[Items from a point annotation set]
######
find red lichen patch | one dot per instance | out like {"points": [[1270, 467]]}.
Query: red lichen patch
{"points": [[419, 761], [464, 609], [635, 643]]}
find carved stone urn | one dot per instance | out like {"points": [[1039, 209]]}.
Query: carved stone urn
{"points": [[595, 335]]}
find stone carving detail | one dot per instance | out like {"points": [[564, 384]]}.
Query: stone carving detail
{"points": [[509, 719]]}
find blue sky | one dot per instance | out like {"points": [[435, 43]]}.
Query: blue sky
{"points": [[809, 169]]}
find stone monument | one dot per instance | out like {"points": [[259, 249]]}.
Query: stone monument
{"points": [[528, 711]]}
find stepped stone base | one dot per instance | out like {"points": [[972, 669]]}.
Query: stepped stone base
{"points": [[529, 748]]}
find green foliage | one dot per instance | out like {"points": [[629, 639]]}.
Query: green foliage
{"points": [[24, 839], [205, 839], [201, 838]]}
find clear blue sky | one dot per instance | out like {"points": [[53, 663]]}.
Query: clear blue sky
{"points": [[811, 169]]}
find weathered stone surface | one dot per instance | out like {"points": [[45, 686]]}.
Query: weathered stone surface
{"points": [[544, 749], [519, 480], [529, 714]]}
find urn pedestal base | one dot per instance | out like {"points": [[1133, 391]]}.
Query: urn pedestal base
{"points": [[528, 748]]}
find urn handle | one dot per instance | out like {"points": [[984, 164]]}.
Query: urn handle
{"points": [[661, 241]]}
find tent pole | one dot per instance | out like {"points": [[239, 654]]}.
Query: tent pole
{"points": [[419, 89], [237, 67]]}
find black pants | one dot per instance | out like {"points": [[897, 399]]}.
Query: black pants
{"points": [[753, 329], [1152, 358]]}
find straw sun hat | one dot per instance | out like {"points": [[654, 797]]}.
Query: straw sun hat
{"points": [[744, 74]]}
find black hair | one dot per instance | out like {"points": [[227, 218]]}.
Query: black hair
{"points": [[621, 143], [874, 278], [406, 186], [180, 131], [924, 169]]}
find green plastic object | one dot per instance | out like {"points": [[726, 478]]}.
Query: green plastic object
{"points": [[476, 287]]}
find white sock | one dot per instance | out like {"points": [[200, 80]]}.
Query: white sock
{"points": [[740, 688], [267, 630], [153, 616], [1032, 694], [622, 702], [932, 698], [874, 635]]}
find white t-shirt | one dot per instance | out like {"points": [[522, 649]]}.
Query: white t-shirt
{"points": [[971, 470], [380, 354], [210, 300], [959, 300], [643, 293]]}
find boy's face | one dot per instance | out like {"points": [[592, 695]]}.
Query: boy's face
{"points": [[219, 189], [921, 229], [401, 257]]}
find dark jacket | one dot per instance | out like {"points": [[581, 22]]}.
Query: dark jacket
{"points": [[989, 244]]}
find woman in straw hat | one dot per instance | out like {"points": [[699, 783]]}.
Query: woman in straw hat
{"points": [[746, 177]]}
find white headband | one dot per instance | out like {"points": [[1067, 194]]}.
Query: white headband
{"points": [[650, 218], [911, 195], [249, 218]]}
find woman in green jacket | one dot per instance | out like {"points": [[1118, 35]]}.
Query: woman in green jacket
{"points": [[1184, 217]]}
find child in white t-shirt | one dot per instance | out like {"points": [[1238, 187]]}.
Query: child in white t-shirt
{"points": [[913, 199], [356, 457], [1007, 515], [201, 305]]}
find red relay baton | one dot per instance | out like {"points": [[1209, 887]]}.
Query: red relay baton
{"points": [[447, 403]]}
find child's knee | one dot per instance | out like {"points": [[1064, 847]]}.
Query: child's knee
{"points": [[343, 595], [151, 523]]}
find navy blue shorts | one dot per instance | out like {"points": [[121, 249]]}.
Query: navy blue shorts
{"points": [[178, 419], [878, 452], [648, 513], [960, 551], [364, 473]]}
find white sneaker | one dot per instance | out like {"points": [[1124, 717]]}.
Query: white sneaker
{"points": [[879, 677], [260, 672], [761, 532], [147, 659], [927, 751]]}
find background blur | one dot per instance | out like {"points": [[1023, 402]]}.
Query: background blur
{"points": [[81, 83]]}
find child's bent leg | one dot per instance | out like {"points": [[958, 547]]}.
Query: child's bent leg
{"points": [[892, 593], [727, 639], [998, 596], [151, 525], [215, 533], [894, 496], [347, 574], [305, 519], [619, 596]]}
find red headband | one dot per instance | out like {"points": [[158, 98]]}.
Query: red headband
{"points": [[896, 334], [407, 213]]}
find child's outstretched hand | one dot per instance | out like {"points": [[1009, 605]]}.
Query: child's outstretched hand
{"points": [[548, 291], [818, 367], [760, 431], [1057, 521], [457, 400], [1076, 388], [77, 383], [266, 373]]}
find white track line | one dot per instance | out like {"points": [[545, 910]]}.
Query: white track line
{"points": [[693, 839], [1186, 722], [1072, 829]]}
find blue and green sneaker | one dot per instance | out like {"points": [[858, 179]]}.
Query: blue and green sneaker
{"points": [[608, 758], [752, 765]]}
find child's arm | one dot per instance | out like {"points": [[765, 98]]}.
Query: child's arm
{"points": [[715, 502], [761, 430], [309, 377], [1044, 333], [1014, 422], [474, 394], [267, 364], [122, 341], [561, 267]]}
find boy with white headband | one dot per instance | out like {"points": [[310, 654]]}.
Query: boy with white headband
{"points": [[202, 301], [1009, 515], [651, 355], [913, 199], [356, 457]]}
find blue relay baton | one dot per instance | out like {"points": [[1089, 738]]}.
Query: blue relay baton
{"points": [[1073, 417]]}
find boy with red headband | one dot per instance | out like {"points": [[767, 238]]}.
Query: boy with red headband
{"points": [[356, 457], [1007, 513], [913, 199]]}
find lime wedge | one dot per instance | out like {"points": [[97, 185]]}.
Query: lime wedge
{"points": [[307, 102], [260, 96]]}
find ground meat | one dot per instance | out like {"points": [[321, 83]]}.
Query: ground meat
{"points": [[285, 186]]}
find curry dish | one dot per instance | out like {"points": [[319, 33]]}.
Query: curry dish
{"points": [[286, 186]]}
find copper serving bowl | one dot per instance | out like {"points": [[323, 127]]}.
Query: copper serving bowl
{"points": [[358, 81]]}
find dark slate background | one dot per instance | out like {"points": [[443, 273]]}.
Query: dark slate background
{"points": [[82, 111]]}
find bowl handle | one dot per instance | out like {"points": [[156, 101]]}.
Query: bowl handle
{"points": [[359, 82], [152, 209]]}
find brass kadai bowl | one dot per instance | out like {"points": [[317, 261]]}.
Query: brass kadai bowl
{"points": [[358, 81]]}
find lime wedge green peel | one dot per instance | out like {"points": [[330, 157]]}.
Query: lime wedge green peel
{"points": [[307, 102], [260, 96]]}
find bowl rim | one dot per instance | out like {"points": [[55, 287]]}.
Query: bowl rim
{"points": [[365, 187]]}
######
▶ **Task goal**
Starting with the item on the line containing "find brass kadai" and running through the last item, write the items as a two-column CSV with the headers item_text and answer. Put one row per item, with each value in a quoted field and line breaks replaced by spaces.

▶ **Answer to the problem**
item_text,answer
"find brass kadai bowl | one dot per instance | out like {""points"": [[317, 261]]}. Query: brass kadai bowl","{""points"": [[358, 81]]}"
"find lime wedge green peel | one dot per instance | out like {""points"": [[330, 157]]}. Query: lime wedge green peel","{""points"": [[307, 102], [260, 96]]}"
"find bowl rim | one dot per instance | out like {""points"": [[55, 287]]}. Query: bowl rim","{""points"": [[365, 187]]}"